- _Short exercise 1_: Reproduce the part of the beeswax forum thread that opens with the words containing "## beedeetee (Nov" and closes with "It is completely clean.".
- _Short exercise 2_: In the beeswax forum thread, what material does beedeetee use to filter wax in the solar melter?
- _Short exercise 3_: Write the next part of the beeswax forum thread, picking up after its final line.

SO now you can re-melt it and run it through a filter. Some people use a double boiler. Some of us have made presto pot melters. You can run through a 60-100 mesh cloth, which is what I use before making candles, or I've heard others on the forum say they use commercial coffee filters to finish off.


----------



## brac (Sep 30, 2009)

so if I want to buy some 60-100 mesh cloth, where might I look. What else it is used for, and might I have any laying around?


----------



## Bee Bliss (Jun 9, 2010)

As a beeswax candle maker, I don't want my wax to be more than 160 to 165 degrees especially for an extended period of time. 

If your wax temperature reaches 200*, you are ruining it in my opinion.


----------



## beedeetee (Nov 27, 2004)

I don't use the filter screen that some say to use in a solar melter. I left the drain hole open above my container. I use thin fabric (old threadbare tee shirts) and put my unmelted wax in it (lay the fabric down, put your wax on it and fold the lower part of the fabric up over some of the wax so the melted wax goes through the fabric). Wax and honey will go through but none of the black stuff. It is completely clean.

If I melt a lot of dirty wax, I have to change the fabric every few weeks. Basically it does soak up a little wax, but after it has done that the wax just flows through and is completely clean. If you have a lot of honey in your wax (sometimes you will get pockets of honey in your melted wax block), put the wax in a container with water in the melter and let it sit (not re-melt through the drain). The wax and honey will separate.

When your fabric is dirty and you want to replace it, go down when the melter is warm but not hot and roll the fabric up. Cut it into sections for firestarters for next winter.


----------



## KQ6AR (May 13, 2008)

The flashpoint of beeswax is 200F, It can burst into flame at that point. Bee careful. 



Bee Bliss said:


> As a beeswax candle maker, I don't want my wax to be more than 160 to 165 degrees especially for an extended period of time.
> 
> If your wax temperature reaches 200*, you are ruining it in my opinion.


----------



## Bee Bliss (Jun 9, 2010)

Actually I meant to say that wax temperatures of more than 180* tend to ruin the wax. Didn't know the flashpoint, but knew that 200* is getting serious. Good info to know. I closely monitor my wax temps. It melts at about 145 to 147*. Usually I pour between 155 and 165*

Can't be too careful.


----------



## brac (Sep 30, 2009)

KQ6AR said:


> The flashpoint of beeswax is 200F, It can burst into flame at that point. Bee careful.


Wiki, shows the flash point at 204.4 C, which is 399.9 F, and that discoloration at 185 F, there is no reported autoignition temperature, so no bursting into flames, but thaks for keeping an eye on safety as I had given no thought to any of this


----------



## KQ6AR (May 13, 2008)

- _Data block_:
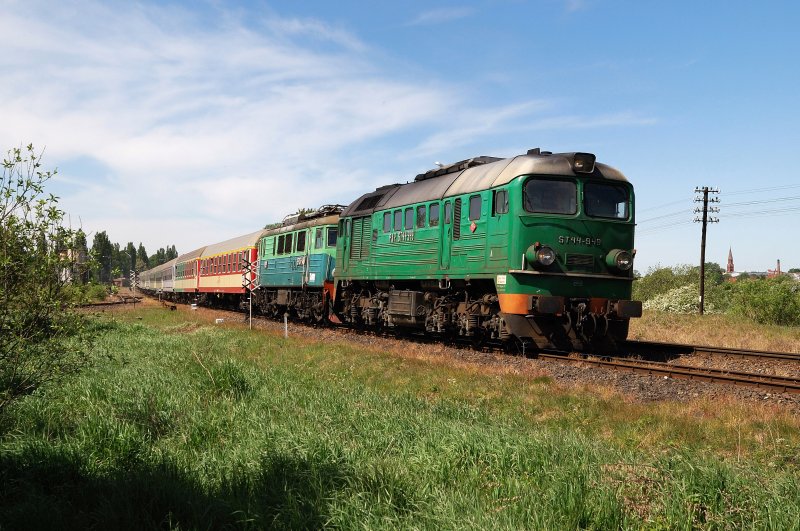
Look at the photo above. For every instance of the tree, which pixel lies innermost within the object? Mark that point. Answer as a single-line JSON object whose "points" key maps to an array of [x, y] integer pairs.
{"points": [[130, 253], [41, 337], [142, 260], [103, 254]]}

- _Response 1_:
## beedeetee (Nov 27, 2004)

I don't use the filter screen that some say to use in a solar melter. I left the drain hole open above my container. I use thin fabric (old threadbare tee shirts) and put my unmelted wax in it (lay the fabric down, put your wax on it and fold the lower part of the fabric up over some of the wax so the melted wax goes through the fabric). Wax and honey will go through but none of the black stuff. It is completely clean.

- _Response 2_: Thin fabric from old threadbare tee shirts.

- _Response 3_:
Thanks for the correction. Thats where I got my info, but obviously read the Celsius number instead.
I stand corrected. 



brac said:


> Wiki, shows the flash point at 204.4 C, which is 399.9 F, and that discoloration at 185 F, there is no reported autoignition temperature, so no bursting into flames, but thaks for keeping an eye on safety as I had given no thought to any of this


----------



## berkshire bee (Jan 28, 2007)

The 60 and 100 mesh should be available at most fabric stores. The number refers to the threads per inch. Betterbee also sells it. The wax looks really clean throught the 60, but the 100 will catch really fine stuff that you wouldn't realize is there. I mount mine in a wood hoop used for needle point and it sets on top of the bucket with the pouring pot inside


----------



## jbford (Apr 17, 2009)

Just to clarify:

flashpoint is the temp. a substance must be heated to before it will ignite if a heat source (flame or glowing wire) is held above it in a normal air atmosphere. (relates to vapor pressure)

autoignition point is temp. at which it will spontaneously burst into flame without a match being held over it


----------



## KQ6AR (May 13, 2008)

This place is great, I learn something new all the time here.



jbford said:


> Just to clarify:
> 
> flashpoint is the temp. a substance must be heated to before it will ignite if a heat source (flame or glowing wire) is held above it in a normal air atmosphere. (relates to vapor pressure)
> 
> autoignition point is temp. at which it will spontaneously burst into flame without a match being held over it


----------



## Ravenseye (Apr 2, 2006)

When I melt wax in my solar melter, I put a screen on top of the catch pan and lay a piece of cloth or paper towel over that. As the wax drips into the catch pan, it gets filtered.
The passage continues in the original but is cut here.